## THE PROBLEM:
Which of the lines in the data mention the string "stone"? List them all.

(Items listed in a dataset)
----------------------------------------

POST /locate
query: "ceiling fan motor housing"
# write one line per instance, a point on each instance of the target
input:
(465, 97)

----------------------------------------

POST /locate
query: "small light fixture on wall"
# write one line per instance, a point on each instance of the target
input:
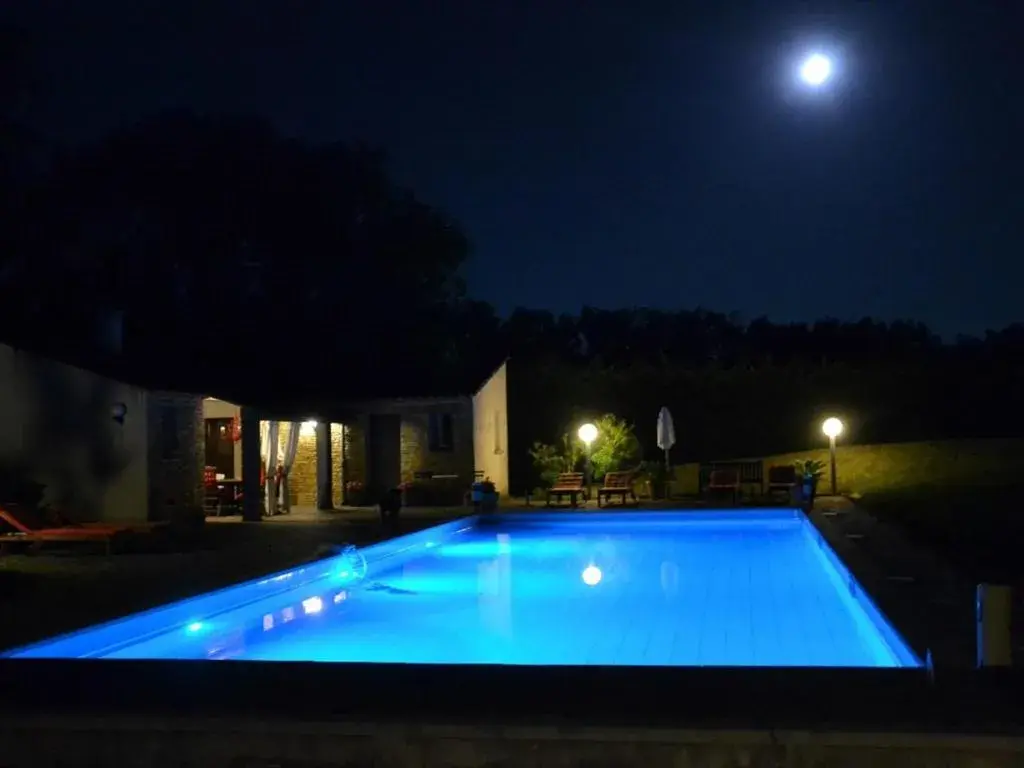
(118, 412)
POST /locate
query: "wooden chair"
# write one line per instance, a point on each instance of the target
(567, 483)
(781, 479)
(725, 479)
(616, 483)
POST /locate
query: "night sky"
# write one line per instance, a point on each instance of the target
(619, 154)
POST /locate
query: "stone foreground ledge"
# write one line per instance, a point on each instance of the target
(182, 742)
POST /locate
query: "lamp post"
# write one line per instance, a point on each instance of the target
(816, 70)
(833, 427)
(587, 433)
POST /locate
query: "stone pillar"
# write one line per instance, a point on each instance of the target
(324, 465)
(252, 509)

----------------------------------------

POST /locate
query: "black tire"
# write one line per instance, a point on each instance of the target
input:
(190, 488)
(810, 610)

----------------------------------------

## RESULT FOR THIS TASK:
query: "stone foreground ledge"
query: "stone pillar"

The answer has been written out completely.